▶ **Excerpt to read**
===============
Greek sport shooter (1877–1946)

Pantelis Karasevdas (Παντελής Καρασεβδάς; 1877 – 14 March 1946) was a Greek sport shooter. He was a member of Panachaikos Gymnastikos Syllogos, that merged in 1923 with Gymnastiki Etaireia Patron to become Panachaiki Gymnastiki Enosi. Karasevdas competed at the 1896 Summer Olympics in Athens, where he won a gold medal for the host country.

== Biography ==
Karasevdas was born in the town of Astakos in 1877 and he studied law at the University of Athens, but would later become a military officer with participation almost in every military event of Greece from the Greco-Turkish War of 1897 to the Greek Resistance during World War II, including the First Balkan War where he was seriously injured in Samos.

A prominent Venizelist and anti-Royalist, he was elected an MP since 1910 and was voted in two more times.
===============
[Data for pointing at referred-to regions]
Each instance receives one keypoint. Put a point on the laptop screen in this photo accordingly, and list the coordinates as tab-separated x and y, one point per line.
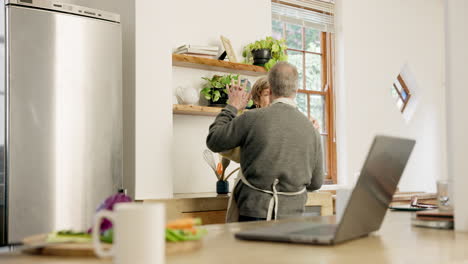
375	187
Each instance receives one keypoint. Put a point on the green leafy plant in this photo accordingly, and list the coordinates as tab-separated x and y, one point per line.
276	46
215	87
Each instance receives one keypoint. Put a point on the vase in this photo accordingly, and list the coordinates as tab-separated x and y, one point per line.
222	101
188	95
261	56
222	187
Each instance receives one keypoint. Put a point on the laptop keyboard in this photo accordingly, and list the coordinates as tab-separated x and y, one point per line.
323	230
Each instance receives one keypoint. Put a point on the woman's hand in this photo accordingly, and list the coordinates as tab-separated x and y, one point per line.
238	97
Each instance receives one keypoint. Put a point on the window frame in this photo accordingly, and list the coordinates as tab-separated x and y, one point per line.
327	91
400	96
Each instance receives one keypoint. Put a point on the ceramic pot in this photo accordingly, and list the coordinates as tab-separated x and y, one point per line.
261	56
222	187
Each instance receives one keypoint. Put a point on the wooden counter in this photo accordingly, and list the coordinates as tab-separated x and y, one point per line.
396	242
211	207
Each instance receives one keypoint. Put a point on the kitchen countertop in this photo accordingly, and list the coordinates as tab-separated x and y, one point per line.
195	203
396	242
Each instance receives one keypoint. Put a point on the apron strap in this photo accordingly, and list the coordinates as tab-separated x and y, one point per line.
273	205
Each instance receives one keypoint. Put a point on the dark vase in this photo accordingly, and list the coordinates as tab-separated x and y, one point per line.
222	187
261	56
222	101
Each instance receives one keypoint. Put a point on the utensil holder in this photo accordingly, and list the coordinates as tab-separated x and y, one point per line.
222	187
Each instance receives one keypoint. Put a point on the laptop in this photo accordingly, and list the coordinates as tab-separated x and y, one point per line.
366	206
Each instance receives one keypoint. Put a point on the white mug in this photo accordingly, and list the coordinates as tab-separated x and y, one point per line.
139	233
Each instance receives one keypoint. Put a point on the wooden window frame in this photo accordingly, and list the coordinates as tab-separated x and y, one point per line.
326	44
406	89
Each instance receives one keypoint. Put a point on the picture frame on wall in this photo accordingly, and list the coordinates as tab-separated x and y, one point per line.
229	50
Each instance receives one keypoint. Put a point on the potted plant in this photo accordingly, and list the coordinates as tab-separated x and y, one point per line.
215	89
265	52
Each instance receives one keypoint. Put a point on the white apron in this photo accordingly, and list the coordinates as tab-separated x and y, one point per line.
233	210
232	214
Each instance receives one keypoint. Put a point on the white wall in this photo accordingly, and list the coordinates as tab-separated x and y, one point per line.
457	107
375	39
202	22
153	111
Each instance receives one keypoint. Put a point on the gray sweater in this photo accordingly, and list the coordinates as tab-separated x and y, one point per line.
277	142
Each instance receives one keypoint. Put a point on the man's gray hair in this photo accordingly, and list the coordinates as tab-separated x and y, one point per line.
283	79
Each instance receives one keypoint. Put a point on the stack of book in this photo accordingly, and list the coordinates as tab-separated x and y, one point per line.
434	219
210	52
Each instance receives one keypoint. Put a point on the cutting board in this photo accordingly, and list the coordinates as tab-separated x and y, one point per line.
86	249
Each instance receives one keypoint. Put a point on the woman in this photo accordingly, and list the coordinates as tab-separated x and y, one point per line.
261	96
260	93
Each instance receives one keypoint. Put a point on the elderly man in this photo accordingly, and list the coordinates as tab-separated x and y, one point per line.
281	154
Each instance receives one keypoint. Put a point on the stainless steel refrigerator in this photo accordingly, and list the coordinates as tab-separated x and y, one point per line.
60	115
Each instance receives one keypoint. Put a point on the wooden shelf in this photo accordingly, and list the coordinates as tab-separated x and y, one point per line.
195	110
181	60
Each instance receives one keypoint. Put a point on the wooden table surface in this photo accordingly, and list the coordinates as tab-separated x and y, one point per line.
396	242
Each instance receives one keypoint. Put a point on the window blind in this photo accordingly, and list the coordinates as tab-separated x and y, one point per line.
308	13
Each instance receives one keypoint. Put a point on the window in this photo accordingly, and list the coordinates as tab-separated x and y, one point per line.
401	93
309	50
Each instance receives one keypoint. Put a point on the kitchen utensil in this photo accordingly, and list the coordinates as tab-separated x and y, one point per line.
208	156
225	162
139	233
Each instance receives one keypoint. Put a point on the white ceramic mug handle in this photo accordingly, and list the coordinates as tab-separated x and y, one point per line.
97	231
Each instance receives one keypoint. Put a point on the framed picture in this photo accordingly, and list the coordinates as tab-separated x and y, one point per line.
229	50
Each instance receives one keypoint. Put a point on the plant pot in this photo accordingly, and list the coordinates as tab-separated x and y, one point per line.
222	187
261	56
222	101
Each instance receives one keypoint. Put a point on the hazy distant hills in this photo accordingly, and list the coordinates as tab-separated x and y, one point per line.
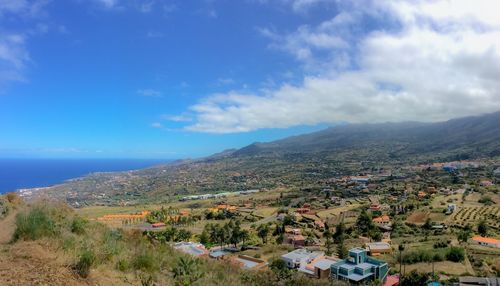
463	137
298	161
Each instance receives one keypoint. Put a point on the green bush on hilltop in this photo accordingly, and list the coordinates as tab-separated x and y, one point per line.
86	260
35	224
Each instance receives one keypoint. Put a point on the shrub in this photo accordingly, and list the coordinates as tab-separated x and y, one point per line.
34	225
122	265
187	271
144	261
78	225
456	254
82	267
111	244
441	244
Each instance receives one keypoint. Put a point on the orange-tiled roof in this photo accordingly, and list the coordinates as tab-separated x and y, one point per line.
383	218
485	239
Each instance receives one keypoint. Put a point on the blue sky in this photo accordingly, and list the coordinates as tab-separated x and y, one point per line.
174	79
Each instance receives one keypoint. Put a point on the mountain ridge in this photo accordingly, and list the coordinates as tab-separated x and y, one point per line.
298	161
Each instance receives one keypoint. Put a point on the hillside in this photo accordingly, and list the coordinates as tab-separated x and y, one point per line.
299	161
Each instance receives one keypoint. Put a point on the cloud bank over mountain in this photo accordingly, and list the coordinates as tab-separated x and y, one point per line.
374	61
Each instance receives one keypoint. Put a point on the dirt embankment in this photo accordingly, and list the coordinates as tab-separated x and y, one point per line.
30	263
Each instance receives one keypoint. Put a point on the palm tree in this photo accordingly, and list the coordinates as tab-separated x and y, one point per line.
401	248
262	232
187	271
245	235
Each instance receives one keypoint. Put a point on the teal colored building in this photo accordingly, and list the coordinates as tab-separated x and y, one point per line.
359	268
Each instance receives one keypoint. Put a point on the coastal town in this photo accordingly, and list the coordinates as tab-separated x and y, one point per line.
366	228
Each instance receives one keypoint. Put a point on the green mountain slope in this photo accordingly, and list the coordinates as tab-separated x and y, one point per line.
299	161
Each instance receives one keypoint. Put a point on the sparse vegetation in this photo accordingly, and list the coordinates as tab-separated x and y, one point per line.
35	224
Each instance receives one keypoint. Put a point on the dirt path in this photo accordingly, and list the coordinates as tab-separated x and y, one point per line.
7	227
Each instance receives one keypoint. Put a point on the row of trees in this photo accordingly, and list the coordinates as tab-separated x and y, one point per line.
169	234
337	237
229	233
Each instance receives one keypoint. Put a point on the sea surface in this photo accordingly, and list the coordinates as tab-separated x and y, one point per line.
32	173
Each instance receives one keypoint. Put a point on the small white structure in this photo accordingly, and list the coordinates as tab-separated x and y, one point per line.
486	241
300	257
191	248
377	248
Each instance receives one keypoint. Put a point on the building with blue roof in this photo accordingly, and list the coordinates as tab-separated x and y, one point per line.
359	268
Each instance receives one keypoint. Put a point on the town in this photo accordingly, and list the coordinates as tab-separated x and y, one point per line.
440	220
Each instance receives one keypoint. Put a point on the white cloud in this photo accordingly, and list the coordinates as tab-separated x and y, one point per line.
156	125
149	92
23	8
13	57
178	118
155	34
442	61
108	3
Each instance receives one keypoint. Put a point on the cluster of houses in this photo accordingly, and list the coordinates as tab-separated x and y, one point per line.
358	268
217	196
199	250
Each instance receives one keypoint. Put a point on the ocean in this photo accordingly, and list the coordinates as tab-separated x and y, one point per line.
32	173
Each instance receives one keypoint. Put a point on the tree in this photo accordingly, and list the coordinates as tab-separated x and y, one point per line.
262	232
464	235
280	269
328	237
339	234
342	251
482	228
235	230
401	248
187	271
205	238
415	278
244	235
364	222
428	224
375	233
456	254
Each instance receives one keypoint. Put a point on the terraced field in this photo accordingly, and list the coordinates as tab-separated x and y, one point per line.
473	214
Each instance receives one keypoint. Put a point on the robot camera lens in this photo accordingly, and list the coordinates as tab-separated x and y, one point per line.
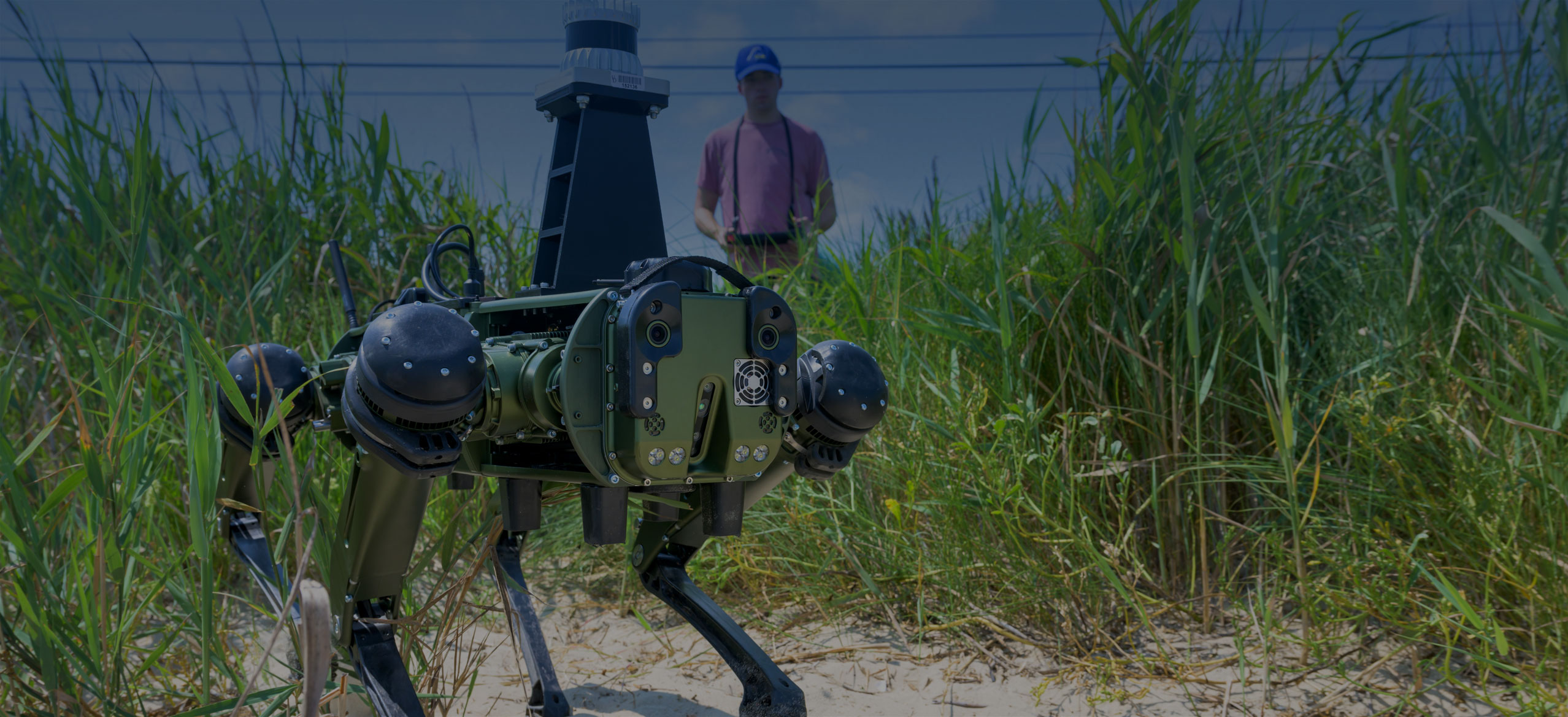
659	333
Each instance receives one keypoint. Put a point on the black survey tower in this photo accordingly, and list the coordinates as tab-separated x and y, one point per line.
601	204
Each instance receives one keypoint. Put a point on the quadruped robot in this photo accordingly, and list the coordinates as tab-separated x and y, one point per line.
618	369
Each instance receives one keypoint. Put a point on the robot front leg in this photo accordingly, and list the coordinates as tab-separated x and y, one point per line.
371	554
259	371
521	503
666	543
247	532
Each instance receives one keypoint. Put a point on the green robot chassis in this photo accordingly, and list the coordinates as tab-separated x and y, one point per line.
648	388
659	391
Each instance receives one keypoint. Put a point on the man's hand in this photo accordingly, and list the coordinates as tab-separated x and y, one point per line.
706	223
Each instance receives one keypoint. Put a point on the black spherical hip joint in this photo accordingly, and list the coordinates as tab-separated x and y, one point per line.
419	373
261	369
842	396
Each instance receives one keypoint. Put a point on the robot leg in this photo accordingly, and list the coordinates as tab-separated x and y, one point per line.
521	514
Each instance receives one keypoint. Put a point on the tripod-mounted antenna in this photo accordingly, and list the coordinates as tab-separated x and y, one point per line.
342	284
601	204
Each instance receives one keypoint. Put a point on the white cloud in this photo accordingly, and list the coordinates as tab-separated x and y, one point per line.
706	112
825	114
689	24
856	198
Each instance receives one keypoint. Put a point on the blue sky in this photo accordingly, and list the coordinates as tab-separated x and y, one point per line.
882	143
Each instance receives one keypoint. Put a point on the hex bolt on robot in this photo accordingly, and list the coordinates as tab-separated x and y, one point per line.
651	385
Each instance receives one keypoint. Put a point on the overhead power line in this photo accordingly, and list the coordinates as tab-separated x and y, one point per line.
772	38
701	93
870	66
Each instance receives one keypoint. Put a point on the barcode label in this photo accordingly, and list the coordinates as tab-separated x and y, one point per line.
626	82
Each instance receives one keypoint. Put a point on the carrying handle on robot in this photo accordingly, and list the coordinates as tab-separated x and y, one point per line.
729	273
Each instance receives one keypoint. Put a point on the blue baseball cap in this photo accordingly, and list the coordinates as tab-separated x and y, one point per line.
753	58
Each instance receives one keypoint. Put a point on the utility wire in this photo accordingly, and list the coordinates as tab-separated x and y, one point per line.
524	95
772	38
375	65
728	93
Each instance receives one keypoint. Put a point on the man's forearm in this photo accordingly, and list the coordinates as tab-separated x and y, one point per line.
827	209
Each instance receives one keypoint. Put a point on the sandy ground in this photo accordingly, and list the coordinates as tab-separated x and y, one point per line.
610	664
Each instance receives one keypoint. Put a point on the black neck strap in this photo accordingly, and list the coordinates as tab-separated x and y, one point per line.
734	176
===============
▶ **What to do**
List every sports club named in the excerpt about Pantelis Karasevdas. The records aren't needed for the task.

▶ **Response for this exercise**
Panachaikos Gymnastikos Syllogos
Gymnastiki Etaireia Patron
Panachaiki Gymnastiki Enosi